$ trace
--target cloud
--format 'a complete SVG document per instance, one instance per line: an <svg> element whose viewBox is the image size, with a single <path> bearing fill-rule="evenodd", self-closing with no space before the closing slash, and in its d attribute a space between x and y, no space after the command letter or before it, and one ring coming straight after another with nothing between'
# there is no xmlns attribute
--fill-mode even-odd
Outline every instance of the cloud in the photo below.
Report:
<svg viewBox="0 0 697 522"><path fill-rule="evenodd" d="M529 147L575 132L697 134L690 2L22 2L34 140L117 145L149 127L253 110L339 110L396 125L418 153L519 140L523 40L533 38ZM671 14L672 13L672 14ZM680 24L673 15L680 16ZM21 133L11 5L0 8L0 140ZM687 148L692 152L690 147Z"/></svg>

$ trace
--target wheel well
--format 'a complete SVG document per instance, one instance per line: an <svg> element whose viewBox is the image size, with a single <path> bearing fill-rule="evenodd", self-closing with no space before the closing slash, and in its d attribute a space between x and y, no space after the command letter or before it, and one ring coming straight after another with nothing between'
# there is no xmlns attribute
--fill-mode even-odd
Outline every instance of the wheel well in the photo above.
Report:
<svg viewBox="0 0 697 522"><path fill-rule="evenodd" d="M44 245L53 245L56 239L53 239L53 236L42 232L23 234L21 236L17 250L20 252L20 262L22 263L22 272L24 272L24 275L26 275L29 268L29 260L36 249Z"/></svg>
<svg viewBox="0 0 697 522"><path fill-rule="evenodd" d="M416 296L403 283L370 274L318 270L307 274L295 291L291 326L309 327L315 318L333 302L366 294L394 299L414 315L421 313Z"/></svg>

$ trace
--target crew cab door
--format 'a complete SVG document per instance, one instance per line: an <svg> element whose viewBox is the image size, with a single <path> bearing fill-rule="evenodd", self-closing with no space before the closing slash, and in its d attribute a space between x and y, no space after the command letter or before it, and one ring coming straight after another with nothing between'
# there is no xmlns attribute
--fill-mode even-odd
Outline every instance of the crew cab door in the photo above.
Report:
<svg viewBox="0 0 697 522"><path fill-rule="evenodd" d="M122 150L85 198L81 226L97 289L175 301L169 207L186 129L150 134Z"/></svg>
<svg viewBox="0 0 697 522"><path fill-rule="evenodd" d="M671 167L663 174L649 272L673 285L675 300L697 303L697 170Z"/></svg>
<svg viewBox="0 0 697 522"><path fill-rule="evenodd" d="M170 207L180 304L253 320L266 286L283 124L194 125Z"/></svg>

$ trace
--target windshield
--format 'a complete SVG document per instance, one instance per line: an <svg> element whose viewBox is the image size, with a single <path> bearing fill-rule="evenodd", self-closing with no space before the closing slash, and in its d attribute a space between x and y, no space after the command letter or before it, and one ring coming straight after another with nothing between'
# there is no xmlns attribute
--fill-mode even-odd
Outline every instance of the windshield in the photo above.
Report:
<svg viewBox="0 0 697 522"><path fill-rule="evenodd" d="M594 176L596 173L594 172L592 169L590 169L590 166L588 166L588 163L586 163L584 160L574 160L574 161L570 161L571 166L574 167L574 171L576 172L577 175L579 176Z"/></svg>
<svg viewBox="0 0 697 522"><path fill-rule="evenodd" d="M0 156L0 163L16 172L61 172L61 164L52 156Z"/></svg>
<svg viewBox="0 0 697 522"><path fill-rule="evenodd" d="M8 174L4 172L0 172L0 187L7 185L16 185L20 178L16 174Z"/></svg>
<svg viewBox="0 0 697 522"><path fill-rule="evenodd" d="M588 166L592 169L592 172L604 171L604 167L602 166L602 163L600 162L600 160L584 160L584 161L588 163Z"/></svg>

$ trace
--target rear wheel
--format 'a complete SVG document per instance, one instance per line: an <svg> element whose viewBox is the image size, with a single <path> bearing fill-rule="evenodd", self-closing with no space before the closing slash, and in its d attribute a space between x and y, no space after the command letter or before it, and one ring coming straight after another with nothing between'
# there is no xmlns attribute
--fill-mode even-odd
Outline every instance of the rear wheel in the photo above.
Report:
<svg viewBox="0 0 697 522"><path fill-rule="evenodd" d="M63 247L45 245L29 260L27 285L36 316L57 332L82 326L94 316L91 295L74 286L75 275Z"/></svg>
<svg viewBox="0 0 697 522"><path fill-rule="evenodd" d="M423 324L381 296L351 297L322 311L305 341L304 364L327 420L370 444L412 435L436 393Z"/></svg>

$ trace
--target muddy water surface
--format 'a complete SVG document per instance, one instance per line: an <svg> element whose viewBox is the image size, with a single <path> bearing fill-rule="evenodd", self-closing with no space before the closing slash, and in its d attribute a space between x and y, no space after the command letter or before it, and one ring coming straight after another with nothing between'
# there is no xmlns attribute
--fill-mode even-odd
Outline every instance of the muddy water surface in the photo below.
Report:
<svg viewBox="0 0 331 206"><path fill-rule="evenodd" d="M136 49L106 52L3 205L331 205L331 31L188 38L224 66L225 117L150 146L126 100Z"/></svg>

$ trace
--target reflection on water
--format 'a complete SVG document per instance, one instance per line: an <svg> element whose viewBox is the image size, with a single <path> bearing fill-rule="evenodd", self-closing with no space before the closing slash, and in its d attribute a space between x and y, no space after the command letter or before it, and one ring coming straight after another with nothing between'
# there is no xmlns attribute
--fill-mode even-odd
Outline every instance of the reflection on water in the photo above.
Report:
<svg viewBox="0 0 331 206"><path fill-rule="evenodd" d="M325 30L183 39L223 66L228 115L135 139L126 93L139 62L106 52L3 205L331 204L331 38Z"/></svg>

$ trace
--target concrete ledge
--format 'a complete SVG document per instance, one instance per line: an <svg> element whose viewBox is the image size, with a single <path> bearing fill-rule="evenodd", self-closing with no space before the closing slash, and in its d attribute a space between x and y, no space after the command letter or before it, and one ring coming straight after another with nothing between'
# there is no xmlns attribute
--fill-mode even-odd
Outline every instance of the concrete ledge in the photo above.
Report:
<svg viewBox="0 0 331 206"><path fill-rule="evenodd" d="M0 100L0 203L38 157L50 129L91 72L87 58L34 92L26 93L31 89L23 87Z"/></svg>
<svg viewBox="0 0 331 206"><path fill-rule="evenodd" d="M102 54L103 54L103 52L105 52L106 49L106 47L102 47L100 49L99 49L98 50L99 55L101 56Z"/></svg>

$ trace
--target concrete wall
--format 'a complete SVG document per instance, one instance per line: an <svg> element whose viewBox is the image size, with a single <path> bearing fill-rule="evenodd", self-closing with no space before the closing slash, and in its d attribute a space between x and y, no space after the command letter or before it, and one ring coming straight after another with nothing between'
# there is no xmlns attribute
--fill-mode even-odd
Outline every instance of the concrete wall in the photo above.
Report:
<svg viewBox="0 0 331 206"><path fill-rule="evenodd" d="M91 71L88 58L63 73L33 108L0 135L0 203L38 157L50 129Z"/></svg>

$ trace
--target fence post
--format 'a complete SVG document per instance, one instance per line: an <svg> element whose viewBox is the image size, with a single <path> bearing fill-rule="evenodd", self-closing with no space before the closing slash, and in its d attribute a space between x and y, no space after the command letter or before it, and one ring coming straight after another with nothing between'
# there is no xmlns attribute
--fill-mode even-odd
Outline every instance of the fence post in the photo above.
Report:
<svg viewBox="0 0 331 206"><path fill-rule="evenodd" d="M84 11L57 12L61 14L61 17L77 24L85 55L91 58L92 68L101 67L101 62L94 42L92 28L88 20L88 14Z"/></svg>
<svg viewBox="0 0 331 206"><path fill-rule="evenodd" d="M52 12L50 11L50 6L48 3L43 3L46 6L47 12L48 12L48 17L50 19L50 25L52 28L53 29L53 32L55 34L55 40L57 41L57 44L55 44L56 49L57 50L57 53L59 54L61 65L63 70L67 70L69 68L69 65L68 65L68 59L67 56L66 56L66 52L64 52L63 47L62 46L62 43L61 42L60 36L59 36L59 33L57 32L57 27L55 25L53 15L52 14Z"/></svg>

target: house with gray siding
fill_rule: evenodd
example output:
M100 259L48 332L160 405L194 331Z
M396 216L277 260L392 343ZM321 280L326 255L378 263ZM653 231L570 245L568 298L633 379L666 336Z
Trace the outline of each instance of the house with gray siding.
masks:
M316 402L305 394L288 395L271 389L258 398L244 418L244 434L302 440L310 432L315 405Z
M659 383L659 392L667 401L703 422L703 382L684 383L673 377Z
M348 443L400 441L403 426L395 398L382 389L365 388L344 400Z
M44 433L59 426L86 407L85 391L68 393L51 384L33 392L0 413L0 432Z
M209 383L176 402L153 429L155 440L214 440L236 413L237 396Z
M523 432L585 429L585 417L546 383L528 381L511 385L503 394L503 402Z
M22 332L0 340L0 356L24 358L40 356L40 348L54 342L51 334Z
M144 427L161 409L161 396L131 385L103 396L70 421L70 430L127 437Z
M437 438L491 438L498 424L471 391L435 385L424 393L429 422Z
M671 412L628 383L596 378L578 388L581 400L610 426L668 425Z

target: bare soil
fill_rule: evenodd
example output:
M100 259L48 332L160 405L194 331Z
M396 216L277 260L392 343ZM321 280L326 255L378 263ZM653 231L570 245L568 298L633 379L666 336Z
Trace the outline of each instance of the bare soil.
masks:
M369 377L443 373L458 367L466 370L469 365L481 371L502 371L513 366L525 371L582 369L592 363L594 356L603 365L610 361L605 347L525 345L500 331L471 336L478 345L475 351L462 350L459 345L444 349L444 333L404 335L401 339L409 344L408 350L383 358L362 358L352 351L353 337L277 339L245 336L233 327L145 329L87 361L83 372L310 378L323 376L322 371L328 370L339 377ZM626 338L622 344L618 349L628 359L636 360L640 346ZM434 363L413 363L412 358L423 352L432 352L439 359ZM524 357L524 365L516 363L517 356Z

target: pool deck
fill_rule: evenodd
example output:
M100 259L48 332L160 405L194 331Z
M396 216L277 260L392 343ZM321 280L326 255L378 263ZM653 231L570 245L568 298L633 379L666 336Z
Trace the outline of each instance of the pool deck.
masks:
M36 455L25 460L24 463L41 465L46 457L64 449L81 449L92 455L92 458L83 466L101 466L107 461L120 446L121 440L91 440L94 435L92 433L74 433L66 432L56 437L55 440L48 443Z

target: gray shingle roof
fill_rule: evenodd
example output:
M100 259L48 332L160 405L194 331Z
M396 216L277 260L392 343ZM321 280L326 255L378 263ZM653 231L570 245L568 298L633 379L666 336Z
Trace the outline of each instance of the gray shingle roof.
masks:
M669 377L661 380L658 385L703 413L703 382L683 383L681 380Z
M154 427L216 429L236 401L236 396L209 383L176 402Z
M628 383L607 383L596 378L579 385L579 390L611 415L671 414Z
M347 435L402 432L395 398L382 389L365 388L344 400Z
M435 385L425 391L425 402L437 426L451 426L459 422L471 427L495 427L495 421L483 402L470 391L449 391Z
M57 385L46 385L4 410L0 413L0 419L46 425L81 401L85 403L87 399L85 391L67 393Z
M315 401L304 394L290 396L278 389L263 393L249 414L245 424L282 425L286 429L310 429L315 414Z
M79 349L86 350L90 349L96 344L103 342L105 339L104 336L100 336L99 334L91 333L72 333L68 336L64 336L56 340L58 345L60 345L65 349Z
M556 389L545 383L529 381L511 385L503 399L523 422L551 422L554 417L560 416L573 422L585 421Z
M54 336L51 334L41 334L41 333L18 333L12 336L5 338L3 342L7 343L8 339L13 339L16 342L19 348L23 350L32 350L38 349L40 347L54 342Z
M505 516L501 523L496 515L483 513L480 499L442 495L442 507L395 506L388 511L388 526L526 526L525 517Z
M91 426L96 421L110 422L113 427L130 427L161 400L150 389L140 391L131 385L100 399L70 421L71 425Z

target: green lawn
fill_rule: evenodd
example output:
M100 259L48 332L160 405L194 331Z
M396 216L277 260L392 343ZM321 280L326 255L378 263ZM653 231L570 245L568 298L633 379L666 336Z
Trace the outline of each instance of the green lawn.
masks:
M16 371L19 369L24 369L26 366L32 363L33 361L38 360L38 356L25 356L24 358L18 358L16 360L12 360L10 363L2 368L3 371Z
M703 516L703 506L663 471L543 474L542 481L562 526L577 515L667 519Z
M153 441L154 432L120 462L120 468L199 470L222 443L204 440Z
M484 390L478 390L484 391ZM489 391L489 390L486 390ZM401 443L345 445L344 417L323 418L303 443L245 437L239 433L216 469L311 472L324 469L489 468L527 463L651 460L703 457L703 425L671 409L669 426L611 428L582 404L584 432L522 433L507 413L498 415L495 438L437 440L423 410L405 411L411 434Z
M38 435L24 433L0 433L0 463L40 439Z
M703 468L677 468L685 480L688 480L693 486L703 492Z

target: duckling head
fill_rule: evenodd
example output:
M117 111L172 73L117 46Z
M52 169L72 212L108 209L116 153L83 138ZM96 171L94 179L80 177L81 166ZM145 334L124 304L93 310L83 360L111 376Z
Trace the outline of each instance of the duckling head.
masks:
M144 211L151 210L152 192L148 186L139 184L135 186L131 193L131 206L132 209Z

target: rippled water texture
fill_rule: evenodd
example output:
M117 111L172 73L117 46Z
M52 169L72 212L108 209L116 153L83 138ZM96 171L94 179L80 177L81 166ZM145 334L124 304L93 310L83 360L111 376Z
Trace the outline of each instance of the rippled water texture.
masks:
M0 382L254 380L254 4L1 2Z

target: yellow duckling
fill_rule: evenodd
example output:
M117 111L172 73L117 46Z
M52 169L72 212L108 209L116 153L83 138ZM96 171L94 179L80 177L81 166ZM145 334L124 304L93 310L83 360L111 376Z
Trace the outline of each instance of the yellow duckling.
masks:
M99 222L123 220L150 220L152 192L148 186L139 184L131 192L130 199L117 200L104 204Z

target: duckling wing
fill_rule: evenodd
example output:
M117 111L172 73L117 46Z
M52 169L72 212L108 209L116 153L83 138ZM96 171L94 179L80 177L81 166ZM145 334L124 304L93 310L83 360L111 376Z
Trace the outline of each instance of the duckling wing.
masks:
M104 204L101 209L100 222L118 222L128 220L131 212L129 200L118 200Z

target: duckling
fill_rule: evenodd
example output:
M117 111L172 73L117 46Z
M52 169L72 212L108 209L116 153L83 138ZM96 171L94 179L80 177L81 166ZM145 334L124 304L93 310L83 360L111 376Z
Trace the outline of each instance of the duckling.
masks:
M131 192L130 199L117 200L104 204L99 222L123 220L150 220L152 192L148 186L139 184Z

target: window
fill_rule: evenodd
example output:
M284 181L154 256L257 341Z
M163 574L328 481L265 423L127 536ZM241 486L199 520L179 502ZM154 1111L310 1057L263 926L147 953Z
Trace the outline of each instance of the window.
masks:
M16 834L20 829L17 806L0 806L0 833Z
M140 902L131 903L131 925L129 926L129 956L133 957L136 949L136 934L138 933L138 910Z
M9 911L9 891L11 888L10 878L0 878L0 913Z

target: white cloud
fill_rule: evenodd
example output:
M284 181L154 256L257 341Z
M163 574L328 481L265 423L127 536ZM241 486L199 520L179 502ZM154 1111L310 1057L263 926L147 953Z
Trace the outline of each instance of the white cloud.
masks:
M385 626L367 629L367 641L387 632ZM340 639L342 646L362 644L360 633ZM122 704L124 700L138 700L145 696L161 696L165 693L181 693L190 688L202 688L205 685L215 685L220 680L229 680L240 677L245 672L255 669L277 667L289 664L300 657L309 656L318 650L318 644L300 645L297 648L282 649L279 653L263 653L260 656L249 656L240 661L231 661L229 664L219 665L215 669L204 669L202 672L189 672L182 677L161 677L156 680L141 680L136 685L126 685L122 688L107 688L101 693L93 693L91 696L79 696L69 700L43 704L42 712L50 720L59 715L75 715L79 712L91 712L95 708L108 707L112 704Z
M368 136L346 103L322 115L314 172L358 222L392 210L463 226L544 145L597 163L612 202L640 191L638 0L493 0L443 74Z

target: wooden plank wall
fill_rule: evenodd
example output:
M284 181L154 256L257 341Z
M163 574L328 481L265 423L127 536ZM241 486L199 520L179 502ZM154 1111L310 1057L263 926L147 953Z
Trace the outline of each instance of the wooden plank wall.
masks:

-=-=-

EXERCISE REQUIREMENTS
Convert the part of the records that runs from their first line through the line containing "147L575 132L697 134L690" into a JSON list of strings, one string per line, leaving out blank lines.

CORRECT OUTPUT
[
  "$ trace",
  "--target cloud",
  "--format 'a complete SVG document per instance, one instance per line: an <svg> element whose viewBox is the image size, with a single <path> bearing fill-rule=\"evenodd\", self-closing with no space before the closing slash, and in its d attribute a space between x and y, no space after the command letter or before it, and one ring coming straight after another with nothing between'",
  "# there is no xmlns attribute",
  "--fill-mode even-odd",
  "Outline every instance of the cloud in the photo below.",
  "Report:",
  "<svg viewBox=\"0 0 697 522\"><path fill-rule=\"evenodd\" d=\"M529 147L575 132L697 134L690 2L22 2L34 140L117 145L149 127L253 110L339 110L396 125L418 153L519 140L523 40L533 38ZM671 14L672 13L672 14ZM680 24L673 15L680 16ZM21 133L11 5L0 8L0 140ZM687 148L692 152L690 147Z\"/></svg>"
]